- **Request**
Render every line of the entries below as a Markdown table with two columns, Row and Line. Number the rows in order and omit blank lines.

- **Working data**
________________________________________

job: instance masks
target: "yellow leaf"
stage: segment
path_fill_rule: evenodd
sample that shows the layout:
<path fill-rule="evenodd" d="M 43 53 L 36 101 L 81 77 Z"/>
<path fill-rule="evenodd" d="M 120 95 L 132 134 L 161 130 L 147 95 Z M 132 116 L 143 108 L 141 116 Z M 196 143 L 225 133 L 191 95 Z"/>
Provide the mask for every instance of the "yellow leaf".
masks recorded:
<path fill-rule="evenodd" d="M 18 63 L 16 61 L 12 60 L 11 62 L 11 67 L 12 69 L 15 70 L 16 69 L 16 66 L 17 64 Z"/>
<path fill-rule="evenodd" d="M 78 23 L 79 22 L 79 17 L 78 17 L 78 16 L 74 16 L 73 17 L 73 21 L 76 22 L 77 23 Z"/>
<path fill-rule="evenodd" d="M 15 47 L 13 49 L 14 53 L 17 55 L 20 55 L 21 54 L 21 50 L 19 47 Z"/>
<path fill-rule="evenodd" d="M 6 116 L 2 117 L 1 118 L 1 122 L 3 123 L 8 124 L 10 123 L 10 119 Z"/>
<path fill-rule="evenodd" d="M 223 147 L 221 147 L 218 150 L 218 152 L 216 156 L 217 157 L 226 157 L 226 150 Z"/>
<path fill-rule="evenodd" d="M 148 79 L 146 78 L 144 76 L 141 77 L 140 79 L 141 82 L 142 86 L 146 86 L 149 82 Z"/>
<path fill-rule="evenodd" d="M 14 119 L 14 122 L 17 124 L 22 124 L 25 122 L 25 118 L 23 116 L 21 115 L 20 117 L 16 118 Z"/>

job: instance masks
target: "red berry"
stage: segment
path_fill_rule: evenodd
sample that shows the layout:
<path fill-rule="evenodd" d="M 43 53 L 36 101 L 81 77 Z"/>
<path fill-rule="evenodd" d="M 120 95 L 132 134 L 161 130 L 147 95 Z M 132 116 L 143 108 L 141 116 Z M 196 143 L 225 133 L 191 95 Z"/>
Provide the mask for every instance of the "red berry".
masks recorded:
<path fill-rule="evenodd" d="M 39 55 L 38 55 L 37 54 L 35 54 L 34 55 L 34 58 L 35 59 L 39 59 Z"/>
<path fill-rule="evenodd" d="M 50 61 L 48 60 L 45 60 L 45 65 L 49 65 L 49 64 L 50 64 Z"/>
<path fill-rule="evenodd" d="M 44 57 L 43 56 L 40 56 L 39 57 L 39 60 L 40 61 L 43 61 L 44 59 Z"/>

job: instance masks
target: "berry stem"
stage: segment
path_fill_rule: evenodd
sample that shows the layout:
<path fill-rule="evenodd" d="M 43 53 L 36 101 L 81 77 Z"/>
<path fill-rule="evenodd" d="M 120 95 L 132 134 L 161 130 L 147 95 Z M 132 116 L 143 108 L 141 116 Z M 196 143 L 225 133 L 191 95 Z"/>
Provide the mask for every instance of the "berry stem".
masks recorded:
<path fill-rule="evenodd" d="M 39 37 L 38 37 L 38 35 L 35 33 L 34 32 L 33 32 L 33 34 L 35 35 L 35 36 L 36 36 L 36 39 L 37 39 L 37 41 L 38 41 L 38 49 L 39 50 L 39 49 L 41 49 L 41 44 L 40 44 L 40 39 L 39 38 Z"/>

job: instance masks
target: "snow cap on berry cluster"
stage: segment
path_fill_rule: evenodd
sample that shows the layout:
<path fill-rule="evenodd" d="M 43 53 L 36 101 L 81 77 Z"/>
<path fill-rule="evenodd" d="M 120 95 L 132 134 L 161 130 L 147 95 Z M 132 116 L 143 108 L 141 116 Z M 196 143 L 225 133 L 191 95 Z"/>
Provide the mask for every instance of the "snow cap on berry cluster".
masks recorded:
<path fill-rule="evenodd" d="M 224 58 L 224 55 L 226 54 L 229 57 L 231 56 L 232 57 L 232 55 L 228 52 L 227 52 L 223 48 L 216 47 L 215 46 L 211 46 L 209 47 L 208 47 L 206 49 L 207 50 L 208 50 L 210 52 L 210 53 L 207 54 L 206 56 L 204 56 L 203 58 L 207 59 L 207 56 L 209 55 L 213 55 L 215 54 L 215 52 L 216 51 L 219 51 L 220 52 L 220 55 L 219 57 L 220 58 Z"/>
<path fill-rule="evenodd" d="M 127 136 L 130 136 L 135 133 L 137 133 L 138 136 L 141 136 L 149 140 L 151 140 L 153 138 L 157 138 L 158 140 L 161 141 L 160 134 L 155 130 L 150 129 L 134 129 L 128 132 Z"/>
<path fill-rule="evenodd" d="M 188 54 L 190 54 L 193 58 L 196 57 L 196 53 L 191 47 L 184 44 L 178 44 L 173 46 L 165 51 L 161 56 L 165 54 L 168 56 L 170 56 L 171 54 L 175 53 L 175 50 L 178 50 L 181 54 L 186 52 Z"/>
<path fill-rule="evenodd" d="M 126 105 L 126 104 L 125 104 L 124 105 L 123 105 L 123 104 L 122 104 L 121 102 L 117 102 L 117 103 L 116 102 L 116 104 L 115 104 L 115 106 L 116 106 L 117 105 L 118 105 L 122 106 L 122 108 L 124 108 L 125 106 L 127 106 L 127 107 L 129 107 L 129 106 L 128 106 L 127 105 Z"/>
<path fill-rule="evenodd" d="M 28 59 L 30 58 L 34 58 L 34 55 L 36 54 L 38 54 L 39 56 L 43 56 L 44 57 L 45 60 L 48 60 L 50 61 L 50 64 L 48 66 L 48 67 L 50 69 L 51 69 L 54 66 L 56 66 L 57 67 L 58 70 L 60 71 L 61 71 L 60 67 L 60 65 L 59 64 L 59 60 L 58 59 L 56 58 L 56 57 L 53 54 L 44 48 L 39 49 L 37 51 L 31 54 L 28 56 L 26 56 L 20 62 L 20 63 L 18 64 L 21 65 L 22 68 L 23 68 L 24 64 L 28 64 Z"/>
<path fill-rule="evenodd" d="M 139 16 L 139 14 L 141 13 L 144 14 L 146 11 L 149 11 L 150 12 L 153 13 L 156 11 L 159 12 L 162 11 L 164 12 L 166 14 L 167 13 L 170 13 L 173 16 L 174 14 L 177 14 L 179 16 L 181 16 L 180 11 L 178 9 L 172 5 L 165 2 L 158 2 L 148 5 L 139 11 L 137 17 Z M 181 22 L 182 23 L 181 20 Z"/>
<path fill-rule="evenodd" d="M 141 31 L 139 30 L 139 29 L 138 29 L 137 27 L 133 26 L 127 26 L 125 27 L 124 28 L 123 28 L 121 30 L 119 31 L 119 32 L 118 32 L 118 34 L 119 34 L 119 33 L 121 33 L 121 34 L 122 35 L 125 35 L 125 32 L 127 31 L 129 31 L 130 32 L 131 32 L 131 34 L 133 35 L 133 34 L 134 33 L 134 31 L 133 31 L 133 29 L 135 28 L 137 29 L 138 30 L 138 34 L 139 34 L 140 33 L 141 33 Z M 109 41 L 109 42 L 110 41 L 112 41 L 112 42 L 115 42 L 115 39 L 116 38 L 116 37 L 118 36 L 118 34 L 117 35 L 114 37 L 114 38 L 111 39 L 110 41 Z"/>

________________________________________

- **Result**
| Row | Line |
|---|---|
| 1 | job: instance masks |
| 2 | target: "yellow leaf" |
| 3 | stage: segment |
| 4 | path_fill_rule: evenodd |
| 5 | sample that shows the layout: |
| 6 | <path fill-rule="evenodd" d="M 43 53 L 36 101 L 81 77 Z"/> |
| 7 | <path fill-rule="evenodd" d="M 120 95 L 132 134 L 161 130 L 147 95 Z M 132 116 L 143 108 L 141 116 Z M 196 143 L 225 133 L 191 95 Z"/> |
| 8 | Provide the mask for every instance of the "yellow leaf". |
| 9 | masks recorded: |
| 10 | <path fill-rule="evenodd" d="M 18 63 L 16 61 L 12 60 L 11 62 L 11 67 L 12 69 L 15 70 L 16 69 L 16 66 L 17 64 Z"/> |
| 11 | <path fill-rule="evenodd" d="M 78 23 L 79 22 L 79 17 L 78 17 L 78 16 L 74 16 L 73 17 L 73 21 L 76 22 L 77 23 Z"/> |
| 12 | <path fill-rule="evenodd" d="M 15 47 L 13 49 L 14 53 L 17 55 L 20 55 L 21 54 L 21 50 L 19 47 Z"/> |
| 13 | <path fill-rule="evenodd" d="M 6 116 L 2 117 L 1 118 L 1 122 L 3 123 L 8 124 L 10 123 L 10 119 Z"/> |
| 14 | <path fill-rule="evenodd" d="M 223 147 L 221 147 L 218 150 L 218 152 L 216 156 L 217 157 L 226 157 L 226 150 Z"/> |
| 15 | <path fill-rule="evenodd" d="M 148 79 L 146 78 L 144 76 L 141 77 L 140 79 L 141 82 L 142 86 L 146 86 L 149 82 Z"/> |
| 16 | <path fill-rule="evenodd" d="M 14 119 L 14 122 L 17 124 L 22 124 L 25 122 L 25 118 L 23 116 L 21 115 L 20 117 L 16 118 Z"/> |
| 17 | job: instance masks |
| 18 | target: "red berry" |
| 19 | stage: segment |
| 20 | path_fill_rule: evenodd |
| 21 | sample that shows the layout: |
| 22 | <path fill-rule="evenodd" d="M 43 53 L 36 101 L 81 77 Z"/> |
| 23 | <path fill-rule="evenodd" d="M 120 95 L 132 134 L 161 130 L 147 95 Z M 132 116 L 143 108 L 141 116 Z M 196 143 L 225 133 L 191 95 Z"/> |
| 24 | Provide the mask for every instance of the "red berry". |
| 25 | masks recorded: |
| 26 | <path fill-rule="evenodd" d="M 39 55 L 38 55 L 37 54 L 35 54 L 34 55 L 34 58 L 35 59 L 39 59 Z"/> |
| 27 | <path fill-rule="evenodd" d="M 50 61 L 48 60 L 45 60 L 45 65 L 49 65 L 49 64 L 50 64 Z"/> |
| 28 | <path fill-rule="evenodd" d="M 44 57 L 43 56 L 40 56 L 39 57 L 39 60 L 40 61 L 43 61 L 44 59 Z"/> |
| 29 | job: instance masks |
| 30 | target: "berry stem" |
| 31 | stage: segment |
| 32 | path_fill_rule: evenodd |
| 33 | sample that shows the layout: |
| 34 | <path fill-rule="evenodd" d="M 43 53 L 36 101 L 81 77 Z"/> |
| 35 | <path fill-rule="evenodd" d="M 120 95 L 132 134 L 161 130 L 147 95 Z M 132 116 L 143 108 L 141 116 Z M 196 143 L 225 133 L 191 95 Z"/> |
| 36 | Provide the mask for every instance of the "berry stem". |
| 37 | masks recorded: |
| 38 | <path fill-rule="evenodd" d="M 39 37 L 38 37 L 38 35 L 35 33 L 34 32 L 33 32 L 33 34 L 35 35 L 35 36 L 36 36 L 36 39 L 37 39 L 37 41 L 38 41 L 38 49 L 39 50 L 39 49 L 41 49 L 41 44 L 40 44 L 40 39 L 39 38 Z"/> |
| 39 | job: instance masks |
| 40 | target: "snow cap on berry cluster" |
| 41 | stage: segment |
| 42 | path_fill_rule: evenodd |
| 43 | sample that shows the layout: |
| 44 | <path fill-rule="evenodd" d="M 43 53 L 36 101 L 81 77 Z"/> |
| 45 | <path fill-rule="evenodd" d="M 120 95 L 132 134 L 161 130 L 147 95 Z M 132 116 L 143 108 L 141 116 Z M 196 143 L 225 133 L 191 95 Z"/> |
| 46 | Provide the mask for every instance of the "snow cap on berry cluster". |
| 47 | masks recorded: |
| 48 | <path fill-rule="evenodd" d="M 224 58 L 224 55 L 226 54 L 229 57 L 231 56 L 232 57 L 232 55 L 228 52 L 227 52 L 223 48 L 216 47 L 215 46 L 211 46 L 209 47 L 208 47 L 206 49 L 207 50 L 208 50 L 210 52 L 210 53 L 207 54 L 206 56 L 204 56 L 203 58 L 207 59 L 207 56 L 209 55 L 213 55 L 215 54 L 215 52 L 216 51 L 219 51 L 220 52 L 220 55 L 219 57 L 220 58 Z"/> |
| 49 | <path fill-rule="evenodd" d="M 127 136 L 130 136 L 135 133 L 137 133 L 138 136 L 141 136 L 149 140 L 151 140 L 153 138 L 157 138 L 158 140 L 161 141 L 160 134 L 155 130 L 150 129 L 134 129 L 128 132 Z"/> |
| 50 | <path fill-rule="evenodd" d="M 188 54 L 190 54 L 193 58 L 196 57 L 196 53 L 191 47 L 184 44 L 178 44 L 173 46 L 165 51 L 161 56 L 165 54 L 168 56 L 170 56 L 171 54 L 175 53 L 175 50 L 178 50 L 181 54 L 186 52 Z"/> |
| 51 | <path fill-rule="evenodd" d="M 126 105 L 126 104 L 125 104 L 124 105 L 123 105 L 123 104 L 122 104 L 121 102 L 117 102 L 117 103 L 116 102 L 116 104 L 115 104 L 115 106 L 116 106 L 117 105 L 118 105 L 122 106 L 122 108 L 124 108 L 125 106 L 127 106 L 127 107 L 129 107 L 129 106 L 128 106 L 127 105 Z"/> |
| 52 | <path fill-rule="evenodd" d="M 28 59 L 30 58 L 34 58 L 34 55 L 36 54 L 38 54 L 39 56 L 43 56 L 44 57 L 45 60 L 48 60 L 50 61 L 50 64 L 48 66 L 48 67 L 50 69 L 51 69 L 54 66 L 56 66 L 57 67 L 58 70 L 60 71 L 61 71 L 60 67 L 60 65 L 59 64 L 59 60 L 58 59 L 56 58 L 56 57 L 53 54 L 44 48 L 39 49 L 37 51 L 31 54 L 28 56 L 26 56 L 20 62 L 20 63 L 18 64 L 21 65 L 22 68 L 23 68 L 24 64 L 28 64 Z"/> |
| 53 | <path fill-rule="evenodd" d="M 139 16 L 139 14 L 141 13 L 144 14 L 146 11 L 149 11 L 150 12 L 153 13 L 156 11 L 159 12 L 162 11 L 164 12 L 166 14 L 167 13 L 170 13 L 173 16 L 174 14 L 177 14 L 179 16 L 181 16 L 180 11 L 178 9 L 172 5 L 165 2 L 158 2 L 148 5 L 139 11 L 137 17 Z M 181 22 L 182 23 L 181 20 Z"/> |
| 54 | <path fill-rule="evenodd" d="M 141 31 L 139 30 L 139 29 L 138 29 L 137 27 L 133 26 L 127 26 L 125 27 L 124 28 L 123 28 L 121 30 L 119 31 L 119 32 L 118 32 L 118 34 L 119 34 L 119 33 L 121 33 L 121 34 L 122 35 L 125 35 L 125 32 L 127 31 L 129 31 L 130 32 L 131 32 L 131 34 L 133 35 L 133 34 L 134 33 L 134 31 L 133 31 L 133 29 L 135 28 L 137 29 L 138 30 L 138 34 L 139 34 L 140 33 L 141 33 Z M 109 41 L 109 42 L 110 41 L 112 41 L 112 42 L 115 42 L 115 39 L 116 38 L 116 37 L 118 36 L 118 34 L 117 35 L 114 37 L 114 38 L 111 39 L 110 41 Z"/> |